→ **Data supplied**:
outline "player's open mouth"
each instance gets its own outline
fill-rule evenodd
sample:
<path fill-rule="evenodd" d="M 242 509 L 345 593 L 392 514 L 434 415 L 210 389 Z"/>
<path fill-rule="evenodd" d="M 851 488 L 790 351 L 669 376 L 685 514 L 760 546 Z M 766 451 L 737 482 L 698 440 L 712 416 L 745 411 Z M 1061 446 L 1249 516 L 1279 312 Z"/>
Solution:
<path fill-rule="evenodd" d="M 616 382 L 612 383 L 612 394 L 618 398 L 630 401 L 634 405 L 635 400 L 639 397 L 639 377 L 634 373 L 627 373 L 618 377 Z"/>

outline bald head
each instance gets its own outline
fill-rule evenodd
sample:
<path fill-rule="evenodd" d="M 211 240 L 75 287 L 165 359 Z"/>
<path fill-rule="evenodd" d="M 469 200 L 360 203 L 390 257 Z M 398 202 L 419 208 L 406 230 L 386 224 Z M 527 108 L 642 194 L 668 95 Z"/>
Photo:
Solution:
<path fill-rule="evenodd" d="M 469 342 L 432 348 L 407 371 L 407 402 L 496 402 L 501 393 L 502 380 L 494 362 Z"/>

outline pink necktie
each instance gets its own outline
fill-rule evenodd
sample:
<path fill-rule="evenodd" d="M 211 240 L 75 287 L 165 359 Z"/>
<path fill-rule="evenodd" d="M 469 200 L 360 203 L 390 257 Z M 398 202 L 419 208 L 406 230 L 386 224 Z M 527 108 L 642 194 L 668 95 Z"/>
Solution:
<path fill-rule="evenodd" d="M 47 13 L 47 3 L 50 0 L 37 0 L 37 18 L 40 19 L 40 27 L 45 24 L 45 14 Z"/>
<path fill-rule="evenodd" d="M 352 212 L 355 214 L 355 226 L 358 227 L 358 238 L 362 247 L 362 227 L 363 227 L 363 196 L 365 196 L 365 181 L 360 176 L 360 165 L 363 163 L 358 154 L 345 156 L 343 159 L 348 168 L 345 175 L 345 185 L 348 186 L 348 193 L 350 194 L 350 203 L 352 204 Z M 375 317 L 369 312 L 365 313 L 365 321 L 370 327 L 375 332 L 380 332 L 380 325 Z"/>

→ **Exercise directions**: Reproduce the data above, substituting "each instance gets a separate outline" for every occurrence of "each instance gets its own outline" and leaving all other text unchanged.

→ **The answer**:
outline "player's open mouth"
each instance gets a separate outline
fill-rule evenodd
sample:
<path fill-rule="evenodd" d="M 242 509 L 345 593 L 392 514 L 434 415 L 210 389 Z"/>
<path fill-rule="evenodd" d="M 851 488 L 790 351 L 669 376 L 685 514 L 760 546 Z M 766 451 L 737 482 L 698 440 L 712 416 L 745 411 Z M 1061 446 L 1249 516 L 1279 312 Z"/>
Solution:
<path fill-rule="evenodd" d="M 616 382 L 612 383 L 612 394 L 618 398 L 630 401 L 634 405 L 635 400 L 639 397 L 639 377 L 634 373 L 627 373 L 618 377 Z"/>

outline bald head
each instance gets a separate outline
fill-rule evenodd
sample:
<path fill-rule="evenodd" d="M 211 240 L 75 287 L 165 359 Z"/>
<path fill-rule="evenodd" d="M 469 200 L 360 203 L 390 257 Z M 398 202 L 419 208 L 406 230 L 386 224 Z M 527 108 L 642 194 L 668 95 Z"/>
Photo:
Solution:
<path fill-rule="evenodd" d="M 469 342 L 432 348 L 407 371 L 407 402 L 496 402 L 501 393 L 502 380 L 494 362 Z"/>

outline pink necktie
each instance gets a separate outline
fill-rule evenodd
sample:
<path fill-rule="evenodd" d="M 211 240 L 75 287 L 165 359 Z"/>
<path fill-rule="evenodd" d="M 469 200 L 360 203 L 390 257 Z M 398 202 L 419 208 L 406 230 L 386 224 Z M 527 108 L 642 194 L 668 95 Z"/>
Solution:
<path fill-rule="evenodd" d="M 47 13 L 47 3 L 50 0 L 37 0 L 37 18 L 40 19 L 40 27 L 45 24 L 45 14 Z"/>
<path fill-rule="evenodd" d="M 352 212 L 355 214 L 355 226 L 358 227 L 358 238 L 362 247 L 362 227 L 363 227 L 363 196 L 365 196 L 365 181 L 360 176 L 360 165 L 363 163 L 358 154 L 345 156 L 343 159 L 348 168 L 345 175 L 345 185 L 348 186 L 348 193 L 350 194 L 350 203 L 352 204 Z M 375 317 L 369 312 L 365 313 L 365 321 L 370 327 L 375 332 L 380 332 L 380 325 Z"/>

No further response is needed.